(Recorded data)
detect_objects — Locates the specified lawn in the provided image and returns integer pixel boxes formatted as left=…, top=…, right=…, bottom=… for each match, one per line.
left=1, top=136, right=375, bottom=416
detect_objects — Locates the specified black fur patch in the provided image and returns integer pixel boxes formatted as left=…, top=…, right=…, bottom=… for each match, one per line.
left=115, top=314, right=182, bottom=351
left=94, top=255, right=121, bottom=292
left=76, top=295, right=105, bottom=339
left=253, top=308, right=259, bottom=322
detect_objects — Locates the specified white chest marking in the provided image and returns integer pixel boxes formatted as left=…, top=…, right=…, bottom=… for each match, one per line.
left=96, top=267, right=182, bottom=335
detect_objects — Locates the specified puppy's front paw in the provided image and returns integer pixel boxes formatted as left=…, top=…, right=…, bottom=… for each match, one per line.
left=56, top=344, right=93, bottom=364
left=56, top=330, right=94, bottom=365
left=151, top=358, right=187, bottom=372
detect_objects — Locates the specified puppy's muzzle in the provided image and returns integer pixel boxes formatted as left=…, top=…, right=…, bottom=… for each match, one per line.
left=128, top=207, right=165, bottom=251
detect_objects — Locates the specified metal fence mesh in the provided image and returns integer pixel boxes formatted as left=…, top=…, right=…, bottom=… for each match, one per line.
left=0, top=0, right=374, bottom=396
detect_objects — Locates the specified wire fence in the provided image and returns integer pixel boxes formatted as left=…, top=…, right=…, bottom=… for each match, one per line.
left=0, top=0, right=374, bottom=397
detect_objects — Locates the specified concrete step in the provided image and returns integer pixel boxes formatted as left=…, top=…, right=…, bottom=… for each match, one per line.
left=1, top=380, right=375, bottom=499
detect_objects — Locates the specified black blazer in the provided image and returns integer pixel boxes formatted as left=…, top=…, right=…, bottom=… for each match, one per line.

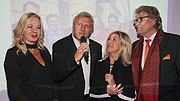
left=53, top=34, right=102, bottom=101
left=132, top=32, right=180, bottom=100
left=91, top=57, right=135, bottom=101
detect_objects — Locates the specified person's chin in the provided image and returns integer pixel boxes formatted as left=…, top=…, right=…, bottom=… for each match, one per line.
left=30, top=40, right=38, bottom=44
left=137, top=30, right=142, bottom=35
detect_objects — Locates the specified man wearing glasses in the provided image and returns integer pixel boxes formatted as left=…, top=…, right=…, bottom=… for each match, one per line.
left=132, top=6, right=180, bottom=101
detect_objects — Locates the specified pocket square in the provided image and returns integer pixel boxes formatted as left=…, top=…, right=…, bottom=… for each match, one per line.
left=163, top=54, right=170, bottom=60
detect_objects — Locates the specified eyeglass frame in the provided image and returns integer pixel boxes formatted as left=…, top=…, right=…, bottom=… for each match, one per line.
left=133, top=16, right=150, bottom=26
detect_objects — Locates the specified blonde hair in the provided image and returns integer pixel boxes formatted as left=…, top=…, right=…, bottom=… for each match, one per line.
left=13, top=12, right=44, bottom=55
left=102, top=31, right=132, bottom=66
left=73, top=11, right=94, bottom=33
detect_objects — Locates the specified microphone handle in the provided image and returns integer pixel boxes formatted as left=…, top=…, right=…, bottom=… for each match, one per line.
left=109, top=64, right=113, bottom=74
left=84, top=52, right=89, bottom=64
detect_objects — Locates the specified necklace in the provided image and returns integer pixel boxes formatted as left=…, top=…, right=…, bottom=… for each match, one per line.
left=25, top=43, right=37, bottom=49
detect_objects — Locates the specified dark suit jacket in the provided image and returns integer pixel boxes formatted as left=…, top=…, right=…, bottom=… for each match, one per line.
left=132, top=32, right=180, bottom=100
left=52, top=34, right=102, bottom=101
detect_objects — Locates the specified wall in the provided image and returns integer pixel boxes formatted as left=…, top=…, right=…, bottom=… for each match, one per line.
left=0, top=0, right=179, bottom=100
left=0, top=0, right=11, bottom=100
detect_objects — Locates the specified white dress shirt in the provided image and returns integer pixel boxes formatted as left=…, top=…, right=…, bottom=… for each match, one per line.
left=72, top=34, right=91, bottom=95
left=141, top=32, right=157, bottom=69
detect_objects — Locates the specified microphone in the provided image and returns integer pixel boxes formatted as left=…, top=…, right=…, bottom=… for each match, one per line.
left=80, top=36, right=89, bottom=64
left=109, top=64, right=113, bottom=74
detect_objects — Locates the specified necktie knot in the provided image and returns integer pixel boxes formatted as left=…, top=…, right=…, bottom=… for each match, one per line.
left=145, top=39, right=151, bottom=44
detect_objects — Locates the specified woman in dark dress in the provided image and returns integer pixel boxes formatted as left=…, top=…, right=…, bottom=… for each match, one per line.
left=4, top=13, right=53, bottom=101
left=91, top=31, right=136, bottom=101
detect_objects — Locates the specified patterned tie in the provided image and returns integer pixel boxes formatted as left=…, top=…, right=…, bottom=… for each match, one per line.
left=144, top=39, right=151, bottom=64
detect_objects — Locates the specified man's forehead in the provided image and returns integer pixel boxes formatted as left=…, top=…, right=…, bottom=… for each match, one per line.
left=77, top=17, right=91, bottom=20
left=136, top=11, right=148, bottom=17
left=76, top=17, right=91, bottom=23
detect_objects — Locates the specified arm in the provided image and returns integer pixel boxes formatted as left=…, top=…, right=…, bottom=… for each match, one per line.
left=105, top=74, right=123, bottom=95
left=90, top=61, right=110, bottom=98
left=4, top=49, right=30, bottom=101
left=117, top=65, right=136, bottom=100
left=52, top=41, right=88, bottom=82
left=106, top=65, right=136, bottom=100
left=91, top=74, right=123, bottom=98
left=91, top=62, right=122, bottom=98
left=53, top=43, right=80, bottom=82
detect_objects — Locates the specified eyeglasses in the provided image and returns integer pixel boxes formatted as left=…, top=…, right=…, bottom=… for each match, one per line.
left=133, top=16, right=149, bottom=25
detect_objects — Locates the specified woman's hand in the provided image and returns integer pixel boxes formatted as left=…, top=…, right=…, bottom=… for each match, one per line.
left=105, top=73, right=115, bottom=85
left=107, top=83, right=123, bottom=95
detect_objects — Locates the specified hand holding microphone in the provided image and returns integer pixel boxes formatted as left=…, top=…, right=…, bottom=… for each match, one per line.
left=74, top=36, right=89, bottom=63
left=105, top=73, right=115, bottom=85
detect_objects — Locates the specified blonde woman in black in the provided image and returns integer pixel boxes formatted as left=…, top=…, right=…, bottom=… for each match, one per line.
left=4, top=13, right=53, bottom=101
left=91, top=31, right=136, bottom=101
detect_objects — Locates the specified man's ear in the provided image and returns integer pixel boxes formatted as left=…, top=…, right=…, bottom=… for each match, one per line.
left=152, top=18, right=159, bottom=29
left=152, top=18, right=157, bottom=25
left=91, top=26, right=94, bottom=33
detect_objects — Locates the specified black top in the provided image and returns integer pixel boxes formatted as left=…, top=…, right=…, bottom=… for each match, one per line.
left=4, top=46, right=53, bottom=101
left=91, top=57, right=136, bottom=101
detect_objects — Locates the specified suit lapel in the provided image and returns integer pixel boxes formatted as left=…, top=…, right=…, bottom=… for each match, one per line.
left=67, top=34, right=77, bottom=55
left=89, top=40, right=96, bottom=82
left=67, top=37, right=99, bottom=84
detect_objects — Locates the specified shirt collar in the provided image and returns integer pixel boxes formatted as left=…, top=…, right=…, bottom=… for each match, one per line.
left=72, top=33, right=90, bottom=48
left=144, top=32, right=157, bottom=42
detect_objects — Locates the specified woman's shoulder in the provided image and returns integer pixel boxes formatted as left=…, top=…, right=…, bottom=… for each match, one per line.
left=4, top=46, right=23, bottom=63
left=121, top=63, right=132, bottom=70
left=97, top=57, right=109, bottom=64
left=7, top=45, right=18, bottom=51
left=96, top=58, right=110, bottom=70
left=6, top=46, right=19, bottom=56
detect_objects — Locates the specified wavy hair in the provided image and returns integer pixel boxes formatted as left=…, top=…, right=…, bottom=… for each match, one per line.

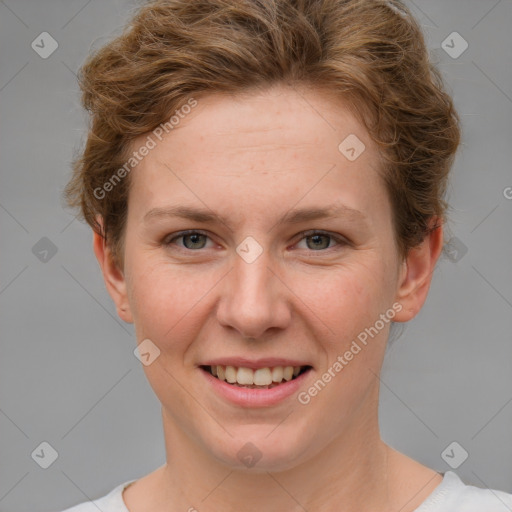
left=63, top=0, right=461, bottom=268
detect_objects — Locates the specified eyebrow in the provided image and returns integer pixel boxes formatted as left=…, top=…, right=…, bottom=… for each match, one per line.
left=143, top=203, right=368, bottom=229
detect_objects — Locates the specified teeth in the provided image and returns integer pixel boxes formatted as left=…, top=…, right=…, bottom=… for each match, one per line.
left=253, top=368, right=272, bottom=386
left=237, top=367, right=254, bottom=385
left=209, top=365, right=306, bottom=386
left=225, top=366, right=237, bottom=383
left=272, top=366, right=283, bottom=382
left=283, top=366, right=294, bottom=381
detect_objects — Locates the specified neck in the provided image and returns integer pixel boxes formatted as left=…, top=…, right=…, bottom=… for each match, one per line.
left=156, top=388, right=394, bottom=512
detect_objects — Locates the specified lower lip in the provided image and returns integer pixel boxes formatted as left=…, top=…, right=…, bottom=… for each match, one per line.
left=200, top=368, right=312, bottom=407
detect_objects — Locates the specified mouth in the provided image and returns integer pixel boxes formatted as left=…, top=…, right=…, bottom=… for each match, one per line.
left=200, top=364, right=313, bottom=389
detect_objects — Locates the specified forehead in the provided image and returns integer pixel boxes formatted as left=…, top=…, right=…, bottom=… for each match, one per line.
left=126, top=84, right=389, bottom=225
left=167, top=85, right=369, bottom=159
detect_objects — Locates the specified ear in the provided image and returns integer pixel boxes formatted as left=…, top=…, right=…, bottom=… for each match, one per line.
left=393, top=217, right=444, bottom=322
left=92, top=215, right=133, bottom=324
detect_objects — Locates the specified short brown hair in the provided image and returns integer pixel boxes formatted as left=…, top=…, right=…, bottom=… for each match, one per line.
left=63, top=0, right=461, bottom=269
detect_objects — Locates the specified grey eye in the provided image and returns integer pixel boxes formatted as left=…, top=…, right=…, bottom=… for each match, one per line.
left=181, top=233, right=208, bottom=250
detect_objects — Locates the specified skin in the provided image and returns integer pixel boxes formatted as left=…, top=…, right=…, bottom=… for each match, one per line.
left=93, top=83, right=444, bottom=512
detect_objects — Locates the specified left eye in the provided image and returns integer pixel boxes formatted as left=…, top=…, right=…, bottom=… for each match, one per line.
left=295, top=230, right=345, bottom=251
left=163, top=230, right=346, bottom=251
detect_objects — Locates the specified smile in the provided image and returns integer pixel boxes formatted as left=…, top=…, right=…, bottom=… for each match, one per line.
left=201, top=364, right=312, bottom=389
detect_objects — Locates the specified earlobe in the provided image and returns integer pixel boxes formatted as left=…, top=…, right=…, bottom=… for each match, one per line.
left=393, top=219, right=444, bottom=323
left=92, top=217, right=134, bottom=324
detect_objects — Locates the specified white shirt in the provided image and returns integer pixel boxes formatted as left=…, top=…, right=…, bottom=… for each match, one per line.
left=59, top=471, right=512, bottom=511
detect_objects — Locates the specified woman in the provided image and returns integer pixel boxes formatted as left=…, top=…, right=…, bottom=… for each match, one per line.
left=61, top=0, right=512, bottom=510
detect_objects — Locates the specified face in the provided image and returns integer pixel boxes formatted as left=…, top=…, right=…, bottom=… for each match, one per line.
left=95, top=84, right=439, bottom=472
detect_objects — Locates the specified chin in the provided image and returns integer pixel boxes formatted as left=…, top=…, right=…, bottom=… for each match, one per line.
left=208, top=428, right=310, bottom=473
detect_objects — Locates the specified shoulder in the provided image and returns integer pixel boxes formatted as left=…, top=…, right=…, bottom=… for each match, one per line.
left=58, top=480, right=136, bottom=512
left=415, top=471, right=512, bottom=512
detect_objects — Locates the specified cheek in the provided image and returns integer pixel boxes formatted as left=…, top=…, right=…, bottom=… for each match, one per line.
left=293, top=259, right=392, bottom=337
left=127, top=260, right=213, bottom=407
left=294, top=266, right=392, bottom=422
left=127, top=256, right=220, bottom=347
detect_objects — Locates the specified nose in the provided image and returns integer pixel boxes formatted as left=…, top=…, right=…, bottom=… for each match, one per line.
left=216, top=250, right=291, bottom=340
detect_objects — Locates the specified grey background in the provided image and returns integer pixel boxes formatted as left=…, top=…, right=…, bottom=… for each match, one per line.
left=1, top=1, right=511, bottom=510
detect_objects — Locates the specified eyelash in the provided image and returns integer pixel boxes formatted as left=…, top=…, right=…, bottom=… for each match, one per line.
left=163, top=229, right=348, bottom=252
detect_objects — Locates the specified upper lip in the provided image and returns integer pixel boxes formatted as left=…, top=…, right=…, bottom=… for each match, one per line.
left=200, top=357, right=312, bottom=370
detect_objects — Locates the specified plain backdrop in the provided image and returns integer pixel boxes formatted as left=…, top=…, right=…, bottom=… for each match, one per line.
left=0, top=1, right=511, bottom=511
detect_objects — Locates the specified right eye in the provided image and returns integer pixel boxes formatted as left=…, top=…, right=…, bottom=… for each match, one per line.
left=163, top=230, right=214, bottom=251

Task to complete> Reproduce the final stretch of the data above: every line from the one holding "detect_objects — Locates the specified shoulder" through the end, inclusive, exactly as written and nothing else.

Exercise solution>
detect_objects — Locates the specified shoulder in the provided image and returns integer pixel boxes formatted as left=…, top=…, right=…, bottom=… for each match, one per line.
left=58, top=480, right=136, bottom=512
left=415, top=471, right=512, bottom=512
detect_objects — Locates the specified cheek in the provided image and returns integer pixel boxes formatted as left=…, top=…, right=…, bottom=… for each match, one per line.
left=293, top=259, right=392, bottom=337
left=127, top=260, right=213, bottom=407
left=294, top=266, right=392, bottom=422
left=127, top=256, right=220, bottom=347
detect_objects — Locates the specified nose in the provided image and returns integer pixel boxes formatted as left=…, top=…, right=…, bottom=… for each match, one per line.
left=216, top=250, right=291, bottom=340
detect_objects — Locates the specified grey background in the provided image and returns integer pixel boxes formatted as left=…, top=…, right=…, bottom=… for each match, one per line.
left=1, top=1, right=511, bottom=510
detect_objects — Locates the specified eyelash in the provided image and returns integer pixel boxes formatted as left=…, top=…, right=…, bottom=… for each match, one per line.
left=163, top=229, right=348, bottom=252
detect_objects — Locates the specified upper lip in the provided image and returns integer pixel boxes formatted as left=…, top=…, right=…, bottom=… for each match, one per line.
left=200, top=357, right=312, bottom=370
detect_objects — Locates the specified plain backdrop in the provided image and returns integer pixel boxes formatted as left=…, top=…, right=…, bottom=… for each match, one per line.
left=0, top=1, right=511, bottom=511
detect_objects — Locates the specified right eye in the provided image and returns integer pixel boxes formatted as left=…, top=…, right=…, bottom=… for each match, one per line.
left=163, top=230, right=214, bottom=251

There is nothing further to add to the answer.